§ Document extract
>>

Skoczlois v. Vinocour

Decision Date11 July 1917
Citation221 N.Y. 276,116 N.E. 1004
PartiesSKOCZLOIS v. VINOCOUR et al.
CourtNew York Court of Appeals Court of Appeals

OPINION TEXT STARTS HERE

Appeal from Supreme Court, Appellate Division, Third Department.

Proceedings under the Workmen's Compensation Law by Anna Skoczlois to obtain compensation for death of her husband, opposed by Philip Vinocour, employer, and the AEtna Life Insurance Company. Compensation was awarded, and the award affirmed by the Appellate Division, Third Department (162 N. Y. Supp. 1144), and the employer and Insurance Company appeal. Reversed as to Insurance Company and affirmed as to employer.

William H. Foster, of Syracuse, for appellants.

Merton E. Lewis, Atty. Gen. (E. C. Aiken, Deputy Atty. Gen., of counsel), for respondent.

McLAUGHLIN, J.

This appeal is from an order of the Appellate Division, Third Department, affirming an award of the Workmen's Compensation Commission for the death of Stanislaus Skoczlois, husband of the claimant. The appellants contend the order and award should be reversed and the claim dismissed: (1) Because there is no evidence to support the findings of the Commission that Skoczlois died as the result of an accident arising out of and in the course of his employment; and (2) because the policy of insurance had been canceled prior to the accident.

<<

§ Data excerpts

>>

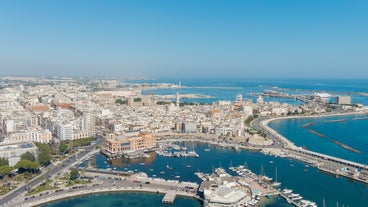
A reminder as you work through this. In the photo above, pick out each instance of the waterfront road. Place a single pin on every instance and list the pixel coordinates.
(106, 184)
(50, 171)
(257, 125)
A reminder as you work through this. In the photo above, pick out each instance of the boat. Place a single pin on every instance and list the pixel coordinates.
(286, 191)
(276, 184)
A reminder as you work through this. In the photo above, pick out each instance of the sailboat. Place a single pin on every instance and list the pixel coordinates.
(276, 184)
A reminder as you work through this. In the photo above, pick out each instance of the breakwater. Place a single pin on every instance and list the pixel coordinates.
(346, 147)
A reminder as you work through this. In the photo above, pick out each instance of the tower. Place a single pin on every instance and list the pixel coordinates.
(177, 99)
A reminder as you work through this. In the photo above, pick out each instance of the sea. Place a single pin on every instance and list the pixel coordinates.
(307, 181)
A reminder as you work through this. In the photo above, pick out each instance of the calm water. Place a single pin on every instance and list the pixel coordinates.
(307, 181)
(123, 200)
(349, 131)
(228, 89)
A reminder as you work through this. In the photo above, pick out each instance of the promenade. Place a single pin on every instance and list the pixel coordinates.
(106, 183)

<<

§ Exercise requirements
1. For each statement about the Skoczlois v. Vinocour opinion, say yes or no according to the text, and quote the deciding words. (a) The Appellate Division, Third Department, affirmed the award. (b) The decision was reversed as to the employer. (c) Merton E. Lewis appeared for the appellants.
2. Extract the part of the Skoczlois v. Vinocour opinion that opens with the words containing "McLAUGHLIN, J." and closes with "to the accident.".
The rows have no role in this work.

§ Answers for this exercise
1.
(a) Yes: "the award affirmed by the Appellate Division, Third Department"
(b) No: "Reversed as to Insurance Company and affirmed as to employer."
(c) No: "William H. Foster, of Syracuse, for appellants."

2.
McLAUGHLIN, J.

This appeal is from an order of the Appellate Division, Third Department, affirming an award of the Workmen's Compensation Commission for the death of Stanislaus Skoczlois, husband of the claimant. The appellants contend the order and award should be reversed and the claim dismissed: (1) Because there is no evidence to support the findings of the Commission that Skoczlois died as the result of an accident arising out of and in the course of his employment; and (2) because the policy of insurance had been canceled prior to the accident.